What needs to be done — Rewrite the lines below, replacing "set one point per instance" with "mark each instance with a single point" wherever it occurs and leaving everything else unchanged. Omit the pictures from the rewritten version.

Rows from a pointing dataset
● ● ●
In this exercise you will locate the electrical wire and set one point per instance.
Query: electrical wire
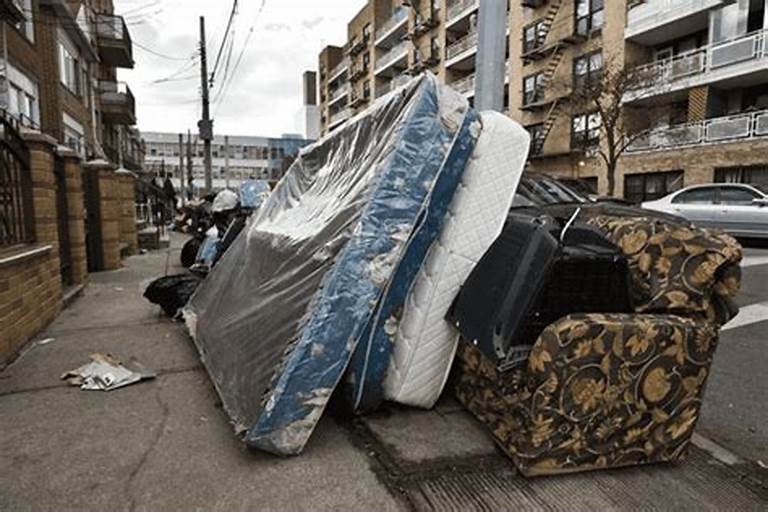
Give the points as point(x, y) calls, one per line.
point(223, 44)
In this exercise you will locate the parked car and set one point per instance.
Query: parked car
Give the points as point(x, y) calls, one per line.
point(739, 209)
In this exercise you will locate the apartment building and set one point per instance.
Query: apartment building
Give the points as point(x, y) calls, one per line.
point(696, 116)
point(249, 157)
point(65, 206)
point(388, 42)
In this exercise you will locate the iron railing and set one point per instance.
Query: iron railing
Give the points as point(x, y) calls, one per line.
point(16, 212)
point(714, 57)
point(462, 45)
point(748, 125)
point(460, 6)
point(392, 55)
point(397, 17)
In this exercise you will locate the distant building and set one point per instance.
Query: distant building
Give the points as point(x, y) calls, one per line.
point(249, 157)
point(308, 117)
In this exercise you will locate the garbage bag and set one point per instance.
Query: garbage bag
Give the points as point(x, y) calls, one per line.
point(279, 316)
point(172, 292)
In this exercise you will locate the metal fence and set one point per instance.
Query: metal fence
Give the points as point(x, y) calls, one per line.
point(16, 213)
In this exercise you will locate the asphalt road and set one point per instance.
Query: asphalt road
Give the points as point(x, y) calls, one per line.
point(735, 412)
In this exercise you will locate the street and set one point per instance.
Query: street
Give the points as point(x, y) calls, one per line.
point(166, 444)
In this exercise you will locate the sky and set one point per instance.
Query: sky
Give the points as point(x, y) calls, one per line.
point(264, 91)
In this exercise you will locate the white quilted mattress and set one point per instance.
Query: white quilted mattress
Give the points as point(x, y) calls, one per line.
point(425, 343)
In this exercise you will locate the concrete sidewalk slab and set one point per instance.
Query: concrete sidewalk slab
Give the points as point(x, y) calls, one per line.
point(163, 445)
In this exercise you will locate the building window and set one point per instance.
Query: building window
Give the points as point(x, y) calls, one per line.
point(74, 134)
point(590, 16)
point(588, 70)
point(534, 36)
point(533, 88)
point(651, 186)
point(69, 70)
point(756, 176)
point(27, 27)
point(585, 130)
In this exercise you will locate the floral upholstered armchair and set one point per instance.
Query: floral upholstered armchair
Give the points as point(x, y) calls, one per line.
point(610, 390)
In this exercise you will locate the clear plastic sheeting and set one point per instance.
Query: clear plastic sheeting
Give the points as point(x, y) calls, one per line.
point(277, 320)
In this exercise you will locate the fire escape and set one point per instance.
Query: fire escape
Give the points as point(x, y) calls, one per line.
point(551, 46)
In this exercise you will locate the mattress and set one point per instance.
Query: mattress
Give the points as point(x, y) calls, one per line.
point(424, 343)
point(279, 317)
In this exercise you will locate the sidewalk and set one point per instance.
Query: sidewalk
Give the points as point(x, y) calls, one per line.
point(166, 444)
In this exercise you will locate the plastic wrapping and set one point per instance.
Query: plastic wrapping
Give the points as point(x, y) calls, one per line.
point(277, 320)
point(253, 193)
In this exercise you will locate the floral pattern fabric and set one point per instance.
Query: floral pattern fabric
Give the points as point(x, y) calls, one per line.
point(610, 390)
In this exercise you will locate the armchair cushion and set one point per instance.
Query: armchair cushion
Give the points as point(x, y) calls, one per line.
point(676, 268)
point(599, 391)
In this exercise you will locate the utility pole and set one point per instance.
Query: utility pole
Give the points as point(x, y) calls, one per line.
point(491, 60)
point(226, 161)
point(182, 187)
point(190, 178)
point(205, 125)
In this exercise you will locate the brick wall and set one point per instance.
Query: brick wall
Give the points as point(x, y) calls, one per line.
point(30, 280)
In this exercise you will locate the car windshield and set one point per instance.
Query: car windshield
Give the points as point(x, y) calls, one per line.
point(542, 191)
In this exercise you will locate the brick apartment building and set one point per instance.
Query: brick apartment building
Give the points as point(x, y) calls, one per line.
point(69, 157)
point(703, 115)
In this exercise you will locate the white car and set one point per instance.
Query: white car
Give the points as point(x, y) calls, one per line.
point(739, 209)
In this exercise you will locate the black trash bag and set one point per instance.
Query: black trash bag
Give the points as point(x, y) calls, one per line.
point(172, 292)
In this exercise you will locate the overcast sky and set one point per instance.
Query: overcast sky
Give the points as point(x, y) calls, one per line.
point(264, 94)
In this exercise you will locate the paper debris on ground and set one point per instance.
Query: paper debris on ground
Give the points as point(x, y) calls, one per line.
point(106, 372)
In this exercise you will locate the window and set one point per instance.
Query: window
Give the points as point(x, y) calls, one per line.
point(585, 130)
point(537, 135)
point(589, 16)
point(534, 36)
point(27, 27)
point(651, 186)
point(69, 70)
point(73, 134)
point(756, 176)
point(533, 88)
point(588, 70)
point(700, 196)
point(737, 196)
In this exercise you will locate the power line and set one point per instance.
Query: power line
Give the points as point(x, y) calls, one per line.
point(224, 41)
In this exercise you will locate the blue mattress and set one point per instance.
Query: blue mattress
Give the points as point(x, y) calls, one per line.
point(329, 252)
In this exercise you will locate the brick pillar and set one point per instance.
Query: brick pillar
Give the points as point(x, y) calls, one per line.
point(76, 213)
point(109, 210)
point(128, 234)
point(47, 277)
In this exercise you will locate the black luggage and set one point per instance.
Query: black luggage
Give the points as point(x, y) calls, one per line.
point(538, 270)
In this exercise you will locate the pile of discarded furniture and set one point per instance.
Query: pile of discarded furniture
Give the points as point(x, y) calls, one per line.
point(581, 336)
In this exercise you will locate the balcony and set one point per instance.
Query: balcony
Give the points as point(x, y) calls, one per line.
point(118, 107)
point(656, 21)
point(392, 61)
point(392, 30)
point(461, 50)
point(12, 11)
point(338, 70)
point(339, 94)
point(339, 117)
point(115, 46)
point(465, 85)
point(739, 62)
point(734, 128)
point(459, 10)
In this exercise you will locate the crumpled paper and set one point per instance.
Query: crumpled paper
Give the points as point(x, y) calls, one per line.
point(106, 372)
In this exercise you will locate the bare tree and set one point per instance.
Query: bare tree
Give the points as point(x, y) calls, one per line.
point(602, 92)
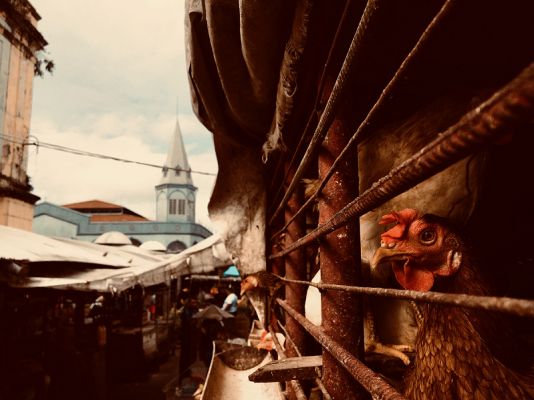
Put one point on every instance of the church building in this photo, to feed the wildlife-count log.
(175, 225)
● ● ●
The output —
In this exercise you will locate the electrical wire and mark each instance with a single point.
Query: electrical wire
Give the points as point(x, y) calls, one per line.
point(223, 44)
In this exercise you will locate the parked car and mark each instance with a single point.
Query: parked car
Give the points as point(x, y) calls, one per line.
point(739, 209)
In this exercise you will locate the apartment building and mark each instance with a single point.
Query: apartment building
Give the points as point(x, y) calls, one per line.
point(696, 116)
point(249, 157)
point(65, 206)
point(388, 42)
In this exercise you will locate the iron railing and mark each instance with a single point.
Query: iron railing
Give the points as point(x, y) calls, one per line.
point(16, 212)
point(714, 57)
point(462, 45)
point(748, 125)
point(460, 6)
point(392, 55)
point(397, 17)
In this exercise you will locate the distant building and mark each instance with a single point.
Query: distant building
Give the points as point(x, y) calls, one per line.
point(249, 157)
point(308, 117)
In this exercise you will locate the garbage bag and mark each instance with a single point.
Query: garbage bag
Give the points as point(x, y) calls, one per line.
point(279, 316)
point(172, 292)
In this exercise you will locate the metal fence and mark each instance with a single point.
Query: metal fence
Give the points as point(x, y) calls, one per line.
point(16, 213)
In this exercise you will locate the asphalt road and mark each instance with a single point.
Query: asphalt road
Give the points as point(x, y) calls, one per line.
point(735, 412)
In this exercise you will locate the street and mark each instance with a single point.
Query: street
Give the points as point(x, y) calls, one per line.
point(166, 444)
In this exercise you will locate the sky and mark each instance with a single point.
Query: sky
Give the points as point(x, y) calls, one per line.
point(264, 91)
In this exercise you will locate the white quilted mattress and mark each instance with a single point.
Query: white quilted mattress
Give the points as point(x, y) calls, one per line.
point(425, 343)
In this exercise you will locate the concrete sidewalk slab and mark each instance with a single point.
Query: concrete sidewalk slab
Give the points as point(x, y) calls, one per line.
point(163, 445)
In this exercise you will locate the building window and mark each instance with a single point.
Query: building window
Give the points as point(x, y) calls, one per line.
point(74, 134)
point(590, 16)
point(588, 70)
point(534, 36)
point(533, 88)
point(651, 186)
point(69, 70)
point(756, 176)
point(27, 27)
point(585, 130)
In this exercise you will locate the floral upholstered armchair and mark each instance with a single point.
Query: floral upholstered armchair
Give the points as point(x, y) calls, one per line.
point(610, 390)
In this exercise you will locate the clear plastic sheeting and mark each instance with a single point.
Query: clear plastic sheeting
Give the points as point(x, y) calls, one per line.
point(277, 320)
In this exercise you will locate the fire escape and mark each instance with a single point.
Query: fire escape
Give the points as point(x, y) calls, one per line.
point(551, 46)
In this exercise you will locate the mattress and mark each instance with a single point.
Query: mattress
Give the points as point(x, y) calls, one per line.
point(424, 343)
point(279, 317)
In this exercise you will locate the sidewalk and mark each instance with a single point.
Query: sidewalk
Give the points as point(x, y) calls, one per line.
point(166, 444)
In this exercise you will locate the plastic wrapping and mark each instance with a single point.
Query: plastic wrapping
Give the points as point(x, y) calls, one per line.
point(277, 320)
point(253, 193)
In this exercise you will locate the floral pattern fabric and mark each instance with a single point.
Query: floral pattern fabric
Give the points as point(x, y) calls, one per line.
point(610, 390)
In this exercise you will locate the armchair cushion and mark each instance with a single point.
Query: armchair cushion
Give the points as point(x, y) calls, one per line.
point(676, 268)
point(599, 391)
In this exercise you will locate the utility pole and mark each instance with a single point.
Query: utility pole
Give the points as point(x, y) calls, one per line.
point(491, 60)
point(226, 161)
point(182, 187)
point(190, 178)
point(205, 125)
In this exercise you will locate the brick wall and mark each instance with a single point.
Query: brick wall
Give the points as point(x, y) calls, one per line.
point(30, 280)
In this exercise you will locate the car windshield and mark each instance with a single point.
Query: car windshield
Give the points as point(x, y) calls, one per line.
point(542, 191)
In this exercise you will locate the brick apartment building and mark each instance with a single point.
Query: brick apartment building
Give the points as point(x, y) calls, one per line.
point(69, 157)
point(703, 115)
In this exercise you will locate the white car and mark each instance with a single point.
Query: white car
Give the points as point(x, y) calls, one per line.
point(739, 209)
In this exercise you will locate the black trash bag and mark each instance with a single point.
Query: black trash bag
Give the points as point(x, y) calls, one per line.
point(172, 292)
In this exercise you will locate the overcast sky and mark each instance with a single point.
Query: overcast sky
Give the points as point(x, y) calls, one per line.
point(264, 94)
In this exercise you will locate the paper debris on ground and mark each instance with a single point.
Query: paper debris on ground
Give the points as point(x, y) calls, one per line.
point(106, 372)
In this exercise you will locate the window and mark each instance with a single point.
Query: window
Give the points as point(x, y) calls, one per line.
point(585, 130)
point(537, 135)
point(589, 16)
point(534, 36)
point(27, 27)
point(651, 186)
point(69, 70)
point(73, 134)
point(756, 176)
point(533, 88)
point(588, 70)
point(700, 196)
point(737, 196)
In this exercise you will locate the power line and mark each instance with a single point.
Query: power line
Give the points as point(x, y) calls, one per line.
point(224, 41)
In this exercise you will locate the blue mattress and mark each instance with a single point.
Query: blue mattress
Give the points as point(x, y) calls, one per line.
point(329, 252)
In this exercise you will locate the brick pillar and mark each instance with a single point.
Query: brick pillar
Give the points as point(x, y) calls, one per line.
point(76, 213)
point(109, 210)
point(128, 234)
point(47, 277)
In this exercise you will locate the black luggage and mark each instance with a single point.
Query: black luggage
Give the points as point(x, y) calls, one per line.
point(538, 270)
In this exercise you will locate the pile of discarded furniture and mark each instance with a single point.
Query: pile of discarded furniture
Give the points as point(x, y) calls, one per line.
point(581, 336)
In this exercise you will locate the balcony and mark each instance with a single point.
Query: balcony
Give the points as point(x, y) calls, one per line.
point(118, 107)
point(656, 21)
point(392, 61)
point(392, 30)
point(461, 50)
point(12, 11)
point(338, 70)
point(339, 94)
point(339, 117)
point(115, 46)
point(465, 85)
point(739, 62)
point(734, 128)
point(459, 10)
In this exercise you will locate the crumpled paper and mark each instance with a single point.
Query: crumpled paper
Give the points as point(x, y) calls, one per line.
point(106, 372)
In this exercise you will locate the bare tree and mark each instance with a single point.
Query: bare tree
Give the points as point(x, y) calls, one per line.
point(602, 92)
Put one point on every instance of the church building in this photo, to feed the wildlife-count log.
(175, 225)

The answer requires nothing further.